Dokumen -
===

Hal ini akan mengarahkan nasabah untuk berpikir profit oriented daripada
memahamkan aspek syariah, lewat cara membandingkan keuntungan bagi hasil BMT
dengan bunga di bank dan lembaga keuangan konvensional.
7) BMT lebih
cenderung menjadi Baitut Tamwil daripada Baitul Maal. Di mana
lebih banyak menghimpun dana yang digunakan untuk bisnis daripada untuk
mengelola zakat, infaq, dan sedekah.
8) Pengetahuan
pengelola BMT sangat mempengaruhi BMT tersebut dalam menangkap masalah-masalah
dan menyikapi masalah ekonomi yang terjadi di tengah-tengah masyarakat.
Sehingga menyebabkan dinamisasi dan inovasi BMT tersebut kurang.

===

Entri Data -
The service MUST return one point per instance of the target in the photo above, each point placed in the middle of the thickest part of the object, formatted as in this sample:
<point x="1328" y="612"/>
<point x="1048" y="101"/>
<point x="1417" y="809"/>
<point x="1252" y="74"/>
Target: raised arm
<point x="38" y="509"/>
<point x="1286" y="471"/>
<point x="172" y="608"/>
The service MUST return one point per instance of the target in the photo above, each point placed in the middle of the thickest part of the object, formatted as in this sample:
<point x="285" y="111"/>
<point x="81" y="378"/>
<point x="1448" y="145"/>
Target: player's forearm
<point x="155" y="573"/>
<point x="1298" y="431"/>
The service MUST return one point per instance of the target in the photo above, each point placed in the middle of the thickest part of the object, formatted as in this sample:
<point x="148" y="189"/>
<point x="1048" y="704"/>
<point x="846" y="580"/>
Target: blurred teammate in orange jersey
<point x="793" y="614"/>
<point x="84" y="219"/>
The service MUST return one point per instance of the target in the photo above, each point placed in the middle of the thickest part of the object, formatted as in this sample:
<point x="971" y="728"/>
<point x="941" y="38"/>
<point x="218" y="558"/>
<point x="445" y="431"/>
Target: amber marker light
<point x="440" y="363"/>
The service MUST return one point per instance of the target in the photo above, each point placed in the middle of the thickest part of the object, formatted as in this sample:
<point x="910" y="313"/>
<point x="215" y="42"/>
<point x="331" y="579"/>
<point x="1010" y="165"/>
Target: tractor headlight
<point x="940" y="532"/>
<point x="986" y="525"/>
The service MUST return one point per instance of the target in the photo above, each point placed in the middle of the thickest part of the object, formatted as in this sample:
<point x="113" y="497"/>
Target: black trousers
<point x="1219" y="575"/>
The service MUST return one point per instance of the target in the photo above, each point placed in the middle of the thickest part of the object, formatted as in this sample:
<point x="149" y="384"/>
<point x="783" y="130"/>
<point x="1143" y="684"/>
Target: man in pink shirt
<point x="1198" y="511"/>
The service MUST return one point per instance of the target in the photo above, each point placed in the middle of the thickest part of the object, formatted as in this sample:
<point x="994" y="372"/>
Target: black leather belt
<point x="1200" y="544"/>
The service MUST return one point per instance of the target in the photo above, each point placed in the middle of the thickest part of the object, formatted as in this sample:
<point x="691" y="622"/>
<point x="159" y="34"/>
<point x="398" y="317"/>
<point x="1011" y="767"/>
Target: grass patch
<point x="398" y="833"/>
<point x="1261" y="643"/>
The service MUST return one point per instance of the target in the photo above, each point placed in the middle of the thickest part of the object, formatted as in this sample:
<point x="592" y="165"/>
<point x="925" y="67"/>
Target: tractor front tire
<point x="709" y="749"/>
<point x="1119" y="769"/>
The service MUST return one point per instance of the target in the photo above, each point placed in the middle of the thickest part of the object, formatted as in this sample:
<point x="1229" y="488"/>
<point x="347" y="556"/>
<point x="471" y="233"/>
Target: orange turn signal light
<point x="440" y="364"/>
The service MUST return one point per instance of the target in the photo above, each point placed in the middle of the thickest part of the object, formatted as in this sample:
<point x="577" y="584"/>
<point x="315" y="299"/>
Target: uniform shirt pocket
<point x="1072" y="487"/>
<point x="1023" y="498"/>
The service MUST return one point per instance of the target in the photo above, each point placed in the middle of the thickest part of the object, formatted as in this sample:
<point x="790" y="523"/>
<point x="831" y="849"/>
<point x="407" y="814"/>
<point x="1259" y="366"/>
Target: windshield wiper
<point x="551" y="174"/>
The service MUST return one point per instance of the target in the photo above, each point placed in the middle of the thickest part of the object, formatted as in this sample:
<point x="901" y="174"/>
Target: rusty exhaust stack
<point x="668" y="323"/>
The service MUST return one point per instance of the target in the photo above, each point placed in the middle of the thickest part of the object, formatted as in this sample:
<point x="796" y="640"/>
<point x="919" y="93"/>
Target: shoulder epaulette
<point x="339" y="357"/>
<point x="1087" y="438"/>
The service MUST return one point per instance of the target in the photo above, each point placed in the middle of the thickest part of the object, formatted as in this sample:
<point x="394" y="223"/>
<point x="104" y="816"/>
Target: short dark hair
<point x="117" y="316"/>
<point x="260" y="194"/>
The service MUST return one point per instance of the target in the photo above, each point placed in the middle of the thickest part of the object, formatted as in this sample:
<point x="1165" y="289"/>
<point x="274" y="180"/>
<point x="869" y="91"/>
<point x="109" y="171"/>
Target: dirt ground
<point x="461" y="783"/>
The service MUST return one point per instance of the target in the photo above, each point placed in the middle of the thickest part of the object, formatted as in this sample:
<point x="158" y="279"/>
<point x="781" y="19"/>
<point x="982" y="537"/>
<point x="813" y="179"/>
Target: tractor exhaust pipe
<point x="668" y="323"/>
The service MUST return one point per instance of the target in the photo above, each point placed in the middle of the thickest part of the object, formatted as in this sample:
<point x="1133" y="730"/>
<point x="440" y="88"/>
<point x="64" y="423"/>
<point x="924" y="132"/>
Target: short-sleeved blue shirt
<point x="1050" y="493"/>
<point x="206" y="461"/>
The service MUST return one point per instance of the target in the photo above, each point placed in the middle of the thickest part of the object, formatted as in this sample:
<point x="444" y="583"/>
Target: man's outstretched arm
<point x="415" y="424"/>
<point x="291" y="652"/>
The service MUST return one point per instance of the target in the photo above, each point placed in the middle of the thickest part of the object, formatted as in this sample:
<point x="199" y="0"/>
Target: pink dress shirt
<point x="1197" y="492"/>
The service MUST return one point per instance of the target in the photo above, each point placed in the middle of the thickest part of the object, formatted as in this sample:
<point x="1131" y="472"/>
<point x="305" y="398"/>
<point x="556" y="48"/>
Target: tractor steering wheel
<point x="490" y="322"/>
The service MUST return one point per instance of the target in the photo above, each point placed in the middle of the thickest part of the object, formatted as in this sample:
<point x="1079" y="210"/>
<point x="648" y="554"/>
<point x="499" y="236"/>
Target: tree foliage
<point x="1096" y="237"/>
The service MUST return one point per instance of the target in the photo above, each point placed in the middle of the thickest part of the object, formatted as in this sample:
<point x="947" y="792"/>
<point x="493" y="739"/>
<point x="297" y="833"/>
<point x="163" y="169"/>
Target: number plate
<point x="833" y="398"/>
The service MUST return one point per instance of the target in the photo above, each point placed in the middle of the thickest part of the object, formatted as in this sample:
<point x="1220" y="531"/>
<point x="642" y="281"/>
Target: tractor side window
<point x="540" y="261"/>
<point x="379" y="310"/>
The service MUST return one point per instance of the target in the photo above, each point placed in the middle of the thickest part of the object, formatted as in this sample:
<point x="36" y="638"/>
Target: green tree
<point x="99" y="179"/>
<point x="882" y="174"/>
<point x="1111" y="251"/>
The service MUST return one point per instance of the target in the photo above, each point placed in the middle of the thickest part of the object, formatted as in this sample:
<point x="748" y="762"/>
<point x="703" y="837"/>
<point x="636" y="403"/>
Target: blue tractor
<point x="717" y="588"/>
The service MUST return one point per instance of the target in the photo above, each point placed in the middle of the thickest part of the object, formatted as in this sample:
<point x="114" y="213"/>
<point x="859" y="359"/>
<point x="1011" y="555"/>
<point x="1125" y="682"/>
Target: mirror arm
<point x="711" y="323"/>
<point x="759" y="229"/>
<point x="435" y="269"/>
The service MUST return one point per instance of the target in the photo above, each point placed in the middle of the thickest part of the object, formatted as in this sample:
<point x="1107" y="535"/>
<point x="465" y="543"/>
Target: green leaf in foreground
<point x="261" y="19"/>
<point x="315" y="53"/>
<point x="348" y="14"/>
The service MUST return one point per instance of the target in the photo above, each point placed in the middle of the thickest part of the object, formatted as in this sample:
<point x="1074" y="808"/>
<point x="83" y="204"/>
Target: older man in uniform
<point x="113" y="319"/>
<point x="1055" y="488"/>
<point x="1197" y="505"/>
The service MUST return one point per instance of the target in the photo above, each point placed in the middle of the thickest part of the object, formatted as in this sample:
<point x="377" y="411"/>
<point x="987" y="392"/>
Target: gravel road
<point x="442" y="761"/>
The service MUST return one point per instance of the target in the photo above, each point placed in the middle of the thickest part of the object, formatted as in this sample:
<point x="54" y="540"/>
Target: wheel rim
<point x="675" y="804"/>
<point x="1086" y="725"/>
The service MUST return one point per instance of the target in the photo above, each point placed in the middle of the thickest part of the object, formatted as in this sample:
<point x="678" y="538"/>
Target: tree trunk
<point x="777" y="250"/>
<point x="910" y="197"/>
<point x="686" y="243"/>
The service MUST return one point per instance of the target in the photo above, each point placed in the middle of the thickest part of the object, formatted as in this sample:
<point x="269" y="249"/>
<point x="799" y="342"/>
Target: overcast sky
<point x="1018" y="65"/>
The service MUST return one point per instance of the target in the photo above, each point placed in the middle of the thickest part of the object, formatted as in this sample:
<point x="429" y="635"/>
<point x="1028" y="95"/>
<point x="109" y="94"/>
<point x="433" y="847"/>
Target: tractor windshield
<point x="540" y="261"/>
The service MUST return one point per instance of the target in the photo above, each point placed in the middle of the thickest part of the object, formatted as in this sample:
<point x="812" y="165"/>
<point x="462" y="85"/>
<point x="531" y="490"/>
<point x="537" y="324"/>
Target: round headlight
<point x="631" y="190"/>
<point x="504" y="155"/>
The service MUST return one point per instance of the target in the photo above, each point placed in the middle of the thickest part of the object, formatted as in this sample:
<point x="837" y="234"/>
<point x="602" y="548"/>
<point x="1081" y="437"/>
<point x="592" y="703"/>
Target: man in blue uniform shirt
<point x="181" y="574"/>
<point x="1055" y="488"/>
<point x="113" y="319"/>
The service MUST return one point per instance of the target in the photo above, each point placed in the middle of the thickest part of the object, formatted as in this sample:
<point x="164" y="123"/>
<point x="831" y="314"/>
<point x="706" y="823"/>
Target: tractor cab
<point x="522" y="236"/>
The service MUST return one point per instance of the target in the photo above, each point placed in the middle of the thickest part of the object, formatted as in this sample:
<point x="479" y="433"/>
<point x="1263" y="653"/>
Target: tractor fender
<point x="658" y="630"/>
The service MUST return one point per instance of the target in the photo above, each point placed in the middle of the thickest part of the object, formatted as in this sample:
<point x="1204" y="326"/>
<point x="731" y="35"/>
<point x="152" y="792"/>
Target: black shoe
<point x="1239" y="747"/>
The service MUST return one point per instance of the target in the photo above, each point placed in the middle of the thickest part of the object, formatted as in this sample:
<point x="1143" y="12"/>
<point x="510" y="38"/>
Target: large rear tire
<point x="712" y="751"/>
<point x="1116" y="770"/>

===

Tujuan Latihan - Tuliskan kembali bagian dokumen tentang BMT tanpa mengubah satu kata pun. Mulailah dari kata-kata "Hal ini akan" dan berhentilah setelah kata-kata "infaq, dan sedekah.".

Hasil -
Hal ini akan mengarahkan nasabah untuk berpikir profit oriented daripada
memahamkan aspek syariah, lewat cara membandingkan keuntungan bagi hasil BMT
dengan bunga di bank dan lembaga keuangan konvensional.
7) BMT lebih
cenderung menjadi Baitut Tamwil daripada Baitul Maal. Di mana
lebih banyak menghimpun dana yang digunakan untuk bisnis daripada untuk
mengelola zakat, infaq, dan sedekah.